→ **What is needed**
Each record should be written out exactly as given.

======== Provided data

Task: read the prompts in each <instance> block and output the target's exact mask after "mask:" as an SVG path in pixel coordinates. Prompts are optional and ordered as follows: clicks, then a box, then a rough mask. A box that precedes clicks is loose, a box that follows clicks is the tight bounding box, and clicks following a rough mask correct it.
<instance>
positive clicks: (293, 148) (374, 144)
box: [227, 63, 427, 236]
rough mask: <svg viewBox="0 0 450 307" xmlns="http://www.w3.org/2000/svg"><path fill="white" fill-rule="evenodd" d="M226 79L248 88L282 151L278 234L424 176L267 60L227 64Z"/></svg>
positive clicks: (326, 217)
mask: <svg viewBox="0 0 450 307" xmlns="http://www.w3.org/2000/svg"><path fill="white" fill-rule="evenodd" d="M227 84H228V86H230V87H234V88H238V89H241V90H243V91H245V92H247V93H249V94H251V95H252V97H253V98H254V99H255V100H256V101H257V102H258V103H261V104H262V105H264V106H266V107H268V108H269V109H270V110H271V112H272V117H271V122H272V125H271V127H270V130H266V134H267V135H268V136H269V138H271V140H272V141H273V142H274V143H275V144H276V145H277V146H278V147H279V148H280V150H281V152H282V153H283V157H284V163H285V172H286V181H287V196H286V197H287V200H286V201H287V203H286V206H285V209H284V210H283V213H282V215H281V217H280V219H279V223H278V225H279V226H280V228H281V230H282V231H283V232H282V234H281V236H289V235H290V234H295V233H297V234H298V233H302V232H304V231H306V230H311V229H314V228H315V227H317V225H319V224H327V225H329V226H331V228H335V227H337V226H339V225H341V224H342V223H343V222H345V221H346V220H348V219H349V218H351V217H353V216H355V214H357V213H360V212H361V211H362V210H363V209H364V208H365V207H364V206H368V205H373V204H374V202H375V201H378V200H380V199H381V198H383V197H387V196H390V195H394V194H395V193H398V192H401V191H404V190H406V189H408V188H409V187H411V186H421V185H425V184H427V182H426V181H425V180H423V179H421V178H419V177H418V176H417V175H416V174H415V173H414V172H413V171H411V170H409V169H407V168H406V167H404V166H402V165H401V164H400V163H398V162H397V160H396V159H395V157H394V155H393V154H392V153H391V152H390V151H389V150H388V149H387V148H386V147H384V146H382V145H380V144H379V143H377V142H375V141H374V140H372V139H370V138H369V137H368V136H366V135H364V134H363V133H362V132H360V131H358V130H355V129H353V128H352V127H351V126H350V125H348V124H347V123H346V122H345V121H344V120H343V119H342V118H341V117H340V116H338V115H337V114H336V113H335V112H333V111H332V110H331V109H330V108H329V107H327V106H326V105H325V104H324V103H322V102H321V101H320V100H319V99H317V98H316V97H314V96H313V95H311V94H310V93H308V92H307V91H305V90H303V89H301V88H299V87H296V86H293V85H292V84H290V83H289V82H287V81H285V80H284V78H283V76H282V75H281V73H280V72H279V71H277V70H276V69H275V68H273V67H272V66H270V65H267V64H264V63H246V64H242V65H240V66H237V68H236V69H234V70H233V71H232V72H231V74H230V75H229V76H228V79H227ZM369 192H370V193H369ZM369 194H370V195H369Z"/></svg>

================

→ **Solved problem**
Task: read the prompts in each <instance> block and output the target's exact mask after "mask:" as an SVG path in pixel coordinates. Prompts are optional and ordered as follows: clicks, then a box, then a rough mask. A box that precedes clicks is loose, a box that follows clicks is the tight bounding box, and clicks following a rough mask correct it.
<instance>
positive clicks: (293, 148) (374, 144)
box: [227, 63, 427, 236]
rough mask: <svg viewBox="0 0 450 307" xmlns="http://www.w3.org/2000/svg"><path fill="white" fill-rule="evenodd" d="M226 79L248 88L282 151L278 234L424 176L267 60L227 64Z"/></svg>
positive clicks: (326, 217)
mask: <svg viewBox="0 0 450 307" xmlns="http://www.w3.org/2000/svg"><path fill="white" fill-rule="evenodd" d="M227 84H228V86H230V87H234V88H238V89H241V90H243V91H245V92H247V93H249V94H251V95H252V97H253V98H254V99H255V100H256V101H257V102H258V103H261V104H262V105H264V106H266V107H268V108H269V109H270V110H271V112H272V117H271V122H272V125H271V127H270V130H266V134H267V135H268V136H269V138H271V140H272V141H273V142H274V143H275V144H276V145H277V146H278V147H279V148H280V150H281V152H282V153H283V157H284V163H285V172H286V181H287V196H286V197H287V200H286V201H287V203H286V206H285V209H284V210H283V213H282V215H281V217H280V219H279V223H278V225H279V226H280V228H281V230H282V231H283V232H282V234H281V236H289V235H290V234H295V233H297V234H298V233H302V232H304V231H306V230H311V229H314V228H315V227H317V225H319V224H327V225H329V226H331V228H335V227H337V226H339V225H341V224H342V223H343V222H345V221H346V220H348V219H349V218H351V217H353V216H355V214H357V213H360V212H361V211H362V210H363V209H364V208H365V207H364V206H368V205H373V204H374V202H375V201H378V200H380V199H381V198H383V197H387V196H390V195H394V194H395V193H398V192H401V191H404V190H406V189H408V188H409V187H411V186H421V185H425V184H427V182H426V181H425V180H423V179H421V178H419V177H418V176H417V175H416V174H415V173H414V172H413V171H411V170H409V169H407V168H406V167H404V166H402V165H401V164H400V163H398V162H397V160H396V159H395V157H394V155H393V154H392V153H391V152H390V151H389V150H388V149H387V148H386V147H384V146H382V145H380V144H379V143H377V142H375V141H374V140H372V139H370V138H369V137H368V136H366V135H364V134H363V133H362V132H360V131H358V130H355V129H353V128H352V127H351V126H350V125H348V124H347V123H346V122H345V121H344V120H343V119H342V118H341V117H340V116H338V115H337V114H336V113H335V112H333V111H332V110H331V109H330V108H329V107H327V106H326V105H325V104H324V103H322V102H321V101H320V100H319V99H317V98H316V97H314V96H313V95H311V94H310V93H308V92H307V91H305V90H303V89H301V88H299V87H296V86H293V85H292V84H290V83H289V82H287V81H285V80H284V78H283V76H282V75H281V73H280V72H279V71H277V70H276V69H275V68H273V67H272V66H270V65H267V64H264V63H246V64H242V65H240V66H237V68H236V69H234V70H233V71H232V72H231V74H230V75H229V76H228V79H227ZM369 192H370V193H369ZM369 194H370V195H369Z"/></svg>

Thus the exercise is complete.